** INSTRUCTION **
In the listing below, identify every line containing the string "stack" and copy each of those lines.

--- Start of INFORMATION SUPPLIED ---

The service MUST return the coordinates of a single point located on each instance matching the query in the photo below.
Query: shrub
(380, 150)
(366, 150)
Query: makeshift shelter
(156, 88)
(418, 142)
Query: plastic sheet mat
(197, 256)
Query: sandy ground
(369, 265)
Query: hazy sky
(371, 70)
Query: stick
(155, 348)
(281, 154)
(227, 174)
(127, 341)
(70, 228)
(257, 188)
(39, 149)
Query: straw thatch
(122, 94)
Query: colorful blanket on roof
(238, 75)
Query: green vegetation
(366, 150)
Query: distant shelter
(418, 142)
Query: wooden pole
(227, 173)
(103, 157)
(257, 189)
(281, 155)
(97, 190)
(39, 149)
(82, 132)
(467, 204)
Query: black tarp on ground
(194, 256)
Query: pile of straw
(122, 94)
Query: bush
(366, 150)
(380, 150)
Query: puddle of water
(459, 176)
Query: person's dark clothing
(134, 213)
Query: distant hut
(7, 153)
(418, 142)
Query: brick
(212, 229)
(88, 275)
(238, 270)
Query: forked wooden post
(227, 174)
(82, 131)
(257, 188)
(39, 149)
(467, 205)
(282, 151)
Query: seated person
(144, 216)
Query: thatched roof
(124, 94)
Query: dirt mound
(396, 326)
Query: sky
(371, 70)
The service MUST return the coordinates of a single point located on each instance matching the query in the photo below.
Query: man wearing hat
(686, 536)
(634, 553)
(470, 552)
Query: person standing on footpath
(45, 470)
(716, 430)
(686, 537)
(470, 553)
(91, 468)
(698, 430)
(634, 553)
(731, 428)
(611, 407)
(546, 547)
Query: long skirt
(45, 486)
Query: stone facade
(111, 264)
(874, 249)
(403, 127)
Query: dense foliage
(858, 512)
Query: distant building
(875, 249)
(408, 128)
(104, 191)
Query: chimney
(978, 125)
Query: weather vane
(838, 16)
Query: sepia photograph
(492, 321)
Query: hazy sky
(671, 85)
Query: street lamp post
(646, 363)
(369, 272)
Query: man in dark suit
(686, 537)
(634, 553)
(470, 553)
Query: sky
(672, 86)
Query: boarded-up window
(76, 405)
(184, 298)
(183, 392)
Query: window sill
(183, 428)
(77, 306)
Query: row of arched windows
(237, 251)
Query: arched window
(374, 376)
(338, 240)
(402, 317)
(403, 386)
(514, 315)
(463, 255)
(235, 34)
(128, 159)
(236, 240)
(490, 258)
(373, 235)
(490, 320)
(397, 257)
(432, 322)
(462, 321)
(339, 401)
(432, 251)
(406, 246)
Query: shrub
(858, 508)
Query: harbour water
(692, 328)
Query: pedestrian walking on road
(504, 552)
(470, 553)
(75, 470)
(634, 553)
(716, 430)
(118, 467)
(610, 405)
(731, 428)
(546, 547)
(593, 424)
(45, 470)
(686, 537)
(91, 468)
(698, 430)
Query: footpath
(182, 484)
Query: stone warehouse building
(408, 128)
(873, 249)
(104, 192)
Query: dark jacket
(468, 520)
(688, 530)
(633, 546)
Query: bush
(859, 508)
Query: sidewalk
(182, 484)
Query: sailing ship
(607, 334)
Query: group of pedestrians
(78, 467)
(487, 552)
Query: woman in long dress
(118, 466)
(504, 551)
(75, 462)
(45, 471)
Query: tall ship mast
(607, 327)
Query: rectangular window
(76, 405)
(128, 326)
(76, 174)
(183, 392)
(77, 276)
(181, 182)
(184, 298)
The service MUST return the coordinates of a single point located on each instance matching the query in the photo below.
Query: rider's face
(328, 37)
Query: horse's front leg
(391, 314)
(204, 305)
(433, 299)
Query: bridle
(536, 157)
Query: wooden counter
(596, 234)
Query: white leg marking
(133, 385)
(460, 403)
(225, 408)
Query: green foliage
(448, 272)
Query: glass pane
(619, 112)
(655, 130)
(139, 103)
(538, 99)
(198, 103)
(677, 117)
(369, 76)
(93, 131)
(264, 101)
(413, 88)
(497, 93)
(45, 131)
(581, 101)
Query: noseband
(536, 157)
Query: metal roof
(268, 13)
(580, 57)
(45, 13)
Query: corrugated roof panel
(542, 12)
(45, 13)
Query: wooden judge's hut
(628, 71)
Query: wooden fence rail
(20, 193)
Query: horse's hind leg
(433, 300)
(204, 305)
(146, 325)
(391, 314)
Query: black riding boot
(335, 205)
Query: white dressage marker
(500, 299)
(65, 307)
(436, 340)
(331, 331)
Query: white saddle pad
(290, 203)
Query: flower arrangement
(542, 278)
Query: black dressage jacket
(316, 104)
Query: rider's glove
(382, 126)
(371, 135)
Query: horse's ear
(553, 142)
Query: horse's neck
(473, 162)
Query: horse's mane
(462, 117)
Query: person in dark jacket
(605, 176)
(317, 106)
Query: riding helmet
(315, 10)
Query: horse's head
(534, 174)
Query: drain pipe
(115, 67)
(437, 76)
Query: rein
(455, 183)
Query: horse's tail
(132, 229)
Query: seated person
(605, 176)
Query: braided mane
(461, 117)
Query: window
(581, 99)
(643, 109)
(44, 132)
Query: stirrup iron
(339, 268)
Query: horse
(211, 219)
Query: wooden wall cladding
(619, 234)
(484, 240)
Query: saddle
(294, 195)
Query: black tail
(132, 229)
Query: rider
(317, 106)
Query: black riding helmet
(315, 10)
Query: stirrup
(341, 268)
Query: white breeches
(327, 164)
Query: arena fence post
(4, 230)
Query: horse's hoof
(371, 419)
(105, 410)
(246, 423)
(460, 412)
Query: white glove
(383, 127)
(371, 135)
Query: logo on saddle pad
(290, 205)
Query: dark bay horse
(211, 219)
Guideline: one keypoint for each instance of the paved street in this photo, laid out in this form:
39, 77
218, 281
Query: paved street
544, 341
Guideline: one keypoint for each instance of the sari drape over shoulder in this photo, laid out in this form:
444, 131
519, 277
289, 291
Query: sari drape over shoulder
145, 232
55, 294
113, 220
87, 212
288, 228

--- End of INFORMATION SUPPLIED ---
--- Start of INFORMATION SUPPLIED ---

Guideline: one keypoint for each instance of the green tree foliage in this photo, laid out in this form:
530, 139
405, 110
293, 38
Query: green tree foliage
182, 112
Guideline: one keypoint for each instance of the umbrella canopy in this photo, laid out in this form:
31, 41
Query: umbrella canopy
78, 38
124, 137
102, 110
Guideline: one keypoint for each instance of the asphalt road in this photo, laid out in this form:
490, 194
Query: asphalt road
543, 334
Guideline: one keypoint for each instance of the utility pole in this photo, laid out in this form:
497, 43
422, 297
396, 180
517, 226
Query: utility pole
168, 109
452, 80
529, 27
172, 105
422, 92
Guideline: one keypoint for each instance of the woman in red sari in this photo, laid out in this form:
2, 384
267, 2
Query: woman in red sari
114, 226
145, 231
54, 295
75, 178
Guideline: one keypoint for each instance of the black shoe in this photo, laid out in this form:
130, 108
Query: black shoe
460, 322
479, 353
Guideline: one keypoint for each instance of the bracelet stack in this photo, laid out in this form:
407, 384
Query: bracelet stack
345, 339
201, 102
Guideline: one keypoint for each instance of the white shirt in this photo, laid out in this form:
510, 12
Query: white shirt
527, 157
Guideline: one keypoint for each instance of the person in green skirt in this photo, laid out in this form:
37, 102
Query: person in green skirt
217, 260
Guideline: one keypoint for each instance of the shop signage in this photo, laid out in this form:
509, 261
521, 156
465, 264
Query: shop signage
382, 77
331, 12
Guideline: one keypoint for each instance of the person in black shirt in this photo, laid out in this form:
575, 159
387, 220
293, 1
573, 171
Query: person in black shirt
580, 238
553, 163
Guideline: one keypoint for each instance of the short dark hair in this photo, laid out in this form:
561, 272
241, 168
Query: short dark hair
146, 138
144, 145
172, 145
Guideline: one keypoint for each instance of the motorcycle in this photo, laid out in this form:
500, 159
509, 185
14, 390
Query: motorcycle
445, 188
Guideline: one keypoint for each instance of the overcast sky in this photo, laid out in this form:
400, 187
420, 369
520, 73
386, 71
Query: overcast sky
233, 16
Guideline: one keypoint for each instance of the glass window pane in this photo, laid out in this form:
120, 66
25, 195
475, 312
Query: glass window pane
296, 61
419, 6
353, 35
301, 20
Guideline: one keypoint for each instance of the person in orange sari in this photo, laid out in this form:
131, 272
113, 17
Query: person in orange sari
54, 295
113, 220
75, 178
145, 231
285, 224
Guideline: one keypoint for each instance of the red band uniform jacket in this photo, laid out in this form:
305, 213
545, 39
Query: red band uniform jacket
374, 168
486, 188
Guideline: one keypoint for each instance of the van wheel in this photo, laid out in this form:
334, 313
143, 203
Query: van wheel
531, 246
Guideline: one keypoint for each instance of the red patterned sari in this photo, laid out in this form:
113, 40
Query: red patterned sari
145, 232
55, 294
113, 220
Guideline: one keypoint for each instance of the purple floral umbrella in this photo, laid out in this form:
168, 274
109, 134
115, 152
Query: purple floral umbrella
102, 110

--- End of INFORMATION SUPPLIED ---
--- Start of INFORMATION SUPPLIED ---

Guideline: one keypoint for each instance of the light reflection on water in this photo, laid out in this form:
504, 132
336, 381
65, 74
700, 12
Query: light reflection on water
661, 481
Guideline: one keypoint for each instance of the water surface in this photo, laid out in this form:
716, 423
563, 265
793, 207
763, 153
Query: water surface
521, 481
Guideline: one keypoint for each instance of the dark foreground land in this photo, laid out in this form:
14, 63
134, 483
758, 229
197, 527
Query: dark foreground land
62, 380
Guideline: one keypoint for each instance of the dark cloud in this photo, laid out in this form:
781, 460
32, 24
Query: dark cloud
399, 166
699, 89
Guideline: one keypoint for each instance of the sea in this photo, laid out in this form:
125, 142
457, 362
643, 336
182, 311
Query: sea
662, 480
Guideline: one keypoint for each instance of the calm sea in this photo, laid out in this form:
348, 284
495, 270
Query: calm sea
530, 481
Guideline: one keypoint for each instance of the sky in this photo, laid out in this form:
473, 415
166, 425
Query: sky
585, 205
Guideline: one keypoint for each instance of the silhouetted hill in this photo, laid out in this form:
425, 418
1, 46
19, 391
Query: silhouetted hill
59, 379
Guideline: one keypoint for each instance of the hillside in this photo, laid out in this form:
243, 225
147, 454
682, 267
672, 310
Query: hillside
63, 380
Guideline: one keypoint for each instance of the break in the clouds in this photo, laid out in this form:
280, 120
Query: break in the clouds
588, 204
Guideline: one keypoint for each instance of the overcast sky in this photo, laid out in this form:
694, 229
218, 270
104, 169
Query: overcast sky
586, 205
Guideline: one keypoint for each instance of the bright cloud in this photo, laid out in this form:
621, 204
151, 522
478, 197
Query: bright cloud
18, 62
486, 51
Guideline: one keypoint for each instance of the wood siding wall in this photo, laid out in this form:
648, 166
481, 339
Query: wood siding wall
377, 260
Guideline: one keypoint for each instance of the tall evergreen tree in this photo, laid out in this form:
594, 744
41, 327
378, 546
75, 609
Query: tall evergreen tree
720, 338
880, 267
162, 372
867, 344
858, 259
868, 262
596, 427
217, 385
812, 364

--- End of INFORMATION SUPPLIED ---

** SOLUTION TO THIS EXERCISE **
Guideline: one keypoint for each instance of the bracelet stack in this photo, laid out in this form:
Query: bracelet stack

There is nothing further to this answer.